**STATED GOAL**
Write the records out again with every "Tag" renamed to "Mark" and all other text left as it is, leaving out the pictures.

START DATASET RECORDS

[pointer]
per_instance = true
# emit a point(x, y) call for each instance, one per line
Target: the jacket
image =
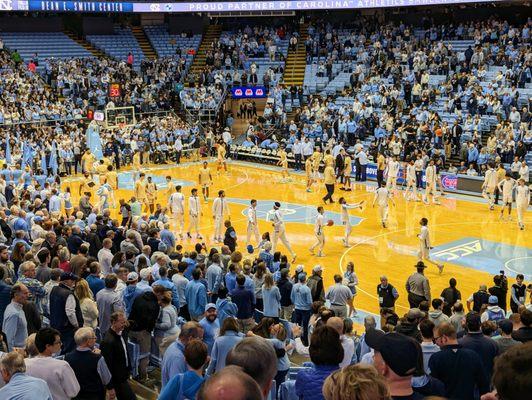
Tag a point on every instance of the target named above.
point(485, 348)
point(309, 382)
point(460, 370)
point(523, 334)
point(144, 312)
point(115, 357)
point(438, 317)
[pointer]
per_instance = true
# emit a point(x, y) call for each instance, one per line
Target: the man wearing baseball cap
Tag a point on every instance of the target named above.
point(396, 358)
point(210, 325)
point(65, 311)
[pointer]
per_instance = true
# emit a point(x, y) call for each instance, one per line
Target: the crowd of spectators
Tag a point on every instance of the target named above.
point(71, 281)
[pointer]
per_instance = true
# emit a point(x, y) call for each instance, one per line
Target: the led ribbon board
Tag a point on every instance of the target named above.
point(228, 6)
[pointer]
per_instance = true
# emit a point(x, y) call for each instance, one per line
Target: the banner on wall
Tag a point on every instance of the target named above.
point(448, 181)
point(227, 6)
point(249, 92)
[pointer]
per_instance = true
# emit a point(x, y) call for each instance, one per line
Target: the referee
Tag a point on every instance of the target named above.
point(340, 297)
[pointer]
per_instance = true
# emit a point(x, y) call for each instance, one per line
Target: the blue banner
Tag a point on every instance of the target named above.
point(448, 181)
point(80, 6)
point(249, 92)
point(225, 6)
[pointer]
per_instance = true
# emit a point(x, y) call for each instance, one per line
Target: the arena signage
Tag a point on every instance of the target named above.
point(249, 92)
point(228, 6)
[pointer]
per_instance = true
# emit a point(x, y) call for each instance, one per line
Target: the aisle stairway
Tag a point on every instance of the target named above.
point(86, 45)
point(143, 42)
point(294, 71)
point(211, 34)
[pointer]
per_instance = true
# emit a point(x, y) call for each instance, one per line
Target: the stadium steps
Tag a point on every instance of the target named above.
point(294, 70)
point(211, 34)
point(144, 43)
point(86, 45)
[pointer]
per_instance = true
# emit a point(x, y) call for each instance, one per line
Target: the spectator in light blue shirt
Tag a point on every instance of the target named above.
point(168, 237)
point(196, 296)
point(14, 325)
point(214, 276)
point(168, 285)
point(226, 308)
point(20, 386)
point(229, 337)
point(174, 360)
point(54, 205)
point(230, 278)
point(210, 325)
point(271, 297)
point(302, 299)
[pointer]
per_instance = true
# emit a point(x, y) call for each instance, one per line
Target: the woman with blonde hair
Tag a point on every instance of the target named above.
point(166, 324)
point(89, 310)
point(356, 382)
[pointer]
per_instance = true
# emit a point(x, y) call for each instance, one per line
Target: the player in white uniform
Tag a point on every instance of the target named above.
point(345, 217)
point(430, 182)
point(194, 212)
point(382, 195)
point(205, 180)
point(522, 200)
point(220, 209)
point(318, 232)
point(424, 244)
point(253, 226)
point(489, 185)
point(393, 172)
point(279, 232)
point(411, 189)
point(506, 187)
point(176, 205)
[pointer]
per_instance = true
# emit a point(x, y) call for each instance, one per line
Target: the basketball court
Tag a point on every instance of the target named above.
point(469, 239)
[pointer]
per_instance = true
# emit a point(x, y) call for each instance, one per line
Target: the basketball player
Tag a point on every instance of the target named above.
point(345, 217)
point(169, 187)
point(316, 160)
point(104, 194)
point(205, 180)
point(347, 172)
point(137, 165)
point(393, 172)
point(283, 162)
point(194, 212)
point(253, 227)
point(424, 244)
point(318, 232)
point(382, 195)
point(151, 194)
point(140, 190)
point(221, 152)
point(411, 187)
point(489, 185)
point(176, 205)
point(309, 174)
point(522, 200)
point(220, 209)
point(430, 183)
point(506, 186)
point(279, 232)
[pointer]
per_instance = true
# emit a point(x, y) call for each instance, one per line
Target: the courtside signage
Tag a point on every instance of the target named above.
point(230, 6)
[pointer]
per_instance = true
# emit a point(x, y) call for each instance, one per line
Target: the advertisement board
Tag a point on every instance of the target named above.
point(249, 92)
point(227, 6)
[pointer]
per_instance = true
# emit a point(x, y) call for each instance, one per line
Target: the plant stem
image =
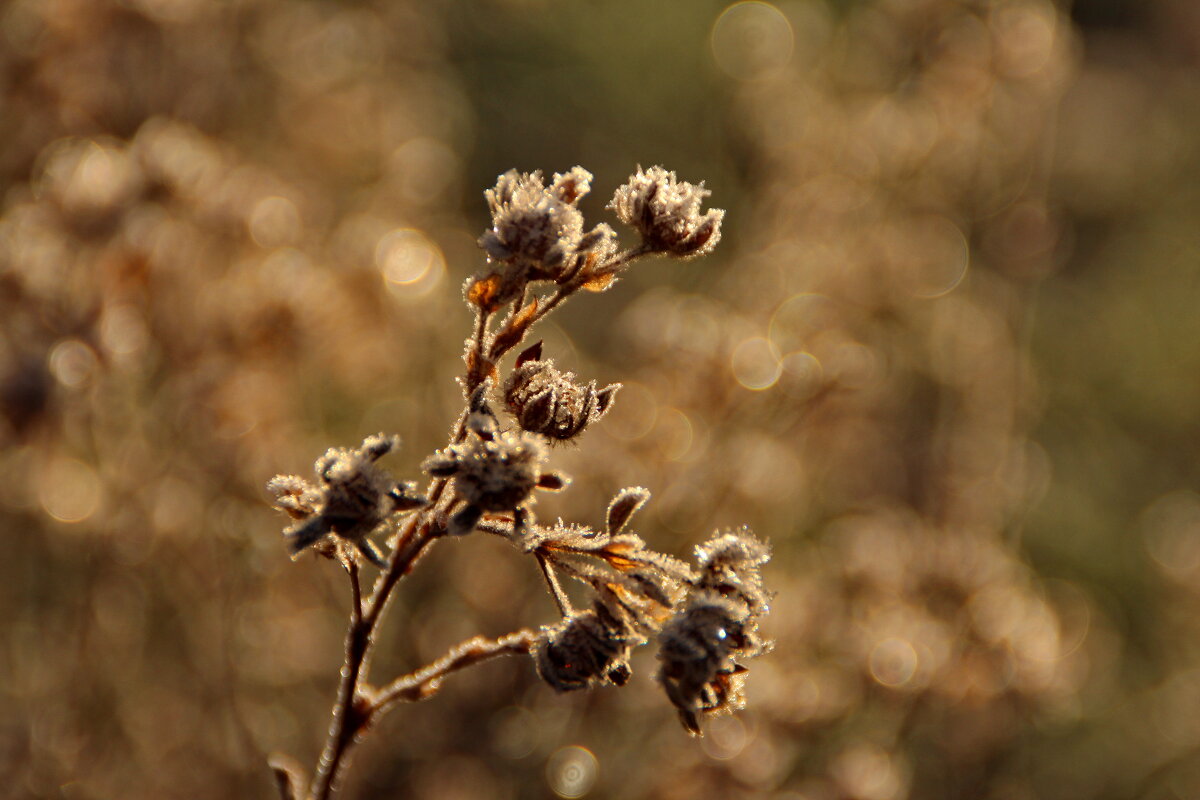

END DATASET RECORDS

**ANSWER TO THE TASK**
[pointer]
per_instance = true
# emit a point(x, y) call for each instance, one per line
Target: the jacket
image =
Mark a point on every instance of the target named above.
point(485, 348)
point(309, 382)
point(460, 370)
point(523, 334)
point(144, 312)
point(115, 357)
point(438, 317)
[pointer]
per_instance = true
# emit a point(x, y) call for each instance, one per line
Target: the man wearing baseball cap
Mark a point on every instance of the target named above.
point(396, 358)
point(210, 325)
point(65, 311)
[pointer]
per_instance = true
# emit a point(x, y) call for each instance, one per line
Target: the crowd of spectators
Mark a point on every instance of the target named above.
point(71, 281)
[pointer]
per_instance = true
# emit a point(x, y) call for each instance, one per line
Target: the led ribbon board
Mark a point on every instance of the target named above.
point(228, 6)
[pointer]
per_instance = true
# emit a point(x, y) call for each instance, one per line
Target: the banner on wall
Mark a point on every instance of the target named above.
point(448, 181)
point(227, 6)
point(249, 92)
[pointer]
per_instance = true
# emit a point(x, y) call for each instance, one per line
Target: the referee
Mark a point on every instance of the target named above.
point(340, 297)
[pointer]
per_instance = true
# emit a point(x, y) call for each instance, one per line
Target: the blue banner
Mark a point on every instance of the target named above.
point(448, 181)
point(80, 6)
point(249, 92)
point(225, 6)
[pointer]
per_instance = true
# emit a point(x, y) call for each instance, one per line
Target: the arena signage
Mark a point on every instance of the target named above.
point(249, 92)
point(228, 6)
[pointer]
per_instance = true
# emit a point(x, y) call for each instance, one per line
Target: the aisle stairway
Mark a point on every instance of the target named above.
point(86, 45)
point(143, 42)
point(294, 71)
point(211, 34)
[pointer]
per_instance = true
# emit a point(x, y) call for each instance, one per line
Target: the stadium steps
Mark a point on every instance of the target named above.
point(294, 70)
point(211, 34)
point(144, 43)
point(86, 45)
[pointer]
per_instance = true
# emit a point(x, y) call for each instance, one per line
Target: the spectator in light blue shirt
Mark a point on every instance of the target named above.
point(168, 237)
point(196, 296)
point(14, 325)
point(214, 276)
point(168, 285)
point(226, 308)
point(20, 386)
point(229, 337)
point(174, 360)
point(54, 205)
point(230, 278)
point(210, 325)
point(271, 297)
point(302, 299)
[pointer]
per_instance = true
# emit a point(x, y) call for each instance, one per line
Target: the woman with blonde hair
Mark a point on every instance of the target named above.
point(166, 324)
point(89, 310)
point(356, 382)
[pointer]
per_instance = true
# emit a point(x, y) call for each instance, one per line
Target: the player in white uniform
Mark a point on every instance of the target named above.
point(345, 217)
point(430, 182)
point(194, 212)
point(382, 195)
point(205, 180)
point(522, 200)
point(220, 209)
point(318, 232)
point(424, 244)
point(253, 226)
point(489, 185)
point(393, 172)
point(279, 232)
point(411, 189)
point(506, 187)
point(176, 205)
[pointer]
per_instance = true
# emit a point(x, y) call for each instance, one per line
Target: the basketball court
Mark a point on every instance of the target named above.
point(469, 239)
[pointer]
per_instance = true
# emit a point(x, y) call for each instance, one per line
Target: the basketball player
Mark a point on every instance of the target named above.
point(345, 217)
point(169, 187)
point(316, 160)
point(104, 194)
point(205, 180)
point(347, 172)
point(137, 165)
point(393, 172)
point(283, 162)
point(194, 212)
point(253, 227)
point(424, 244)
point(318, 232)
point(382, 195)
point(151, 194)
point(140, 190)
point(221, 152)
point(411, 187)
point(489, 185)
point(176, 205)
point(309, 174)
point(522, 200)
point(220, 209)
point(430, 183)
point(506, 186)
point(279, 232)
[pointer]
per_instance = true
# emit a point(x, y) call for each instance, one per line
Target: the courtside signage
Mark a point on every instance of the target named above.
point(230, 6)
[pointer]
per_instance = true
# emit a point(x, y) call for each instance, one per line
Target: the advertisement board
Mark a point on every instance of the target named above.
point(249, 92)
point(227, 6)
[pointer]
per_instance = true
# emit a point(x, y) call for each instance, one per line
Target: the plant stem
image =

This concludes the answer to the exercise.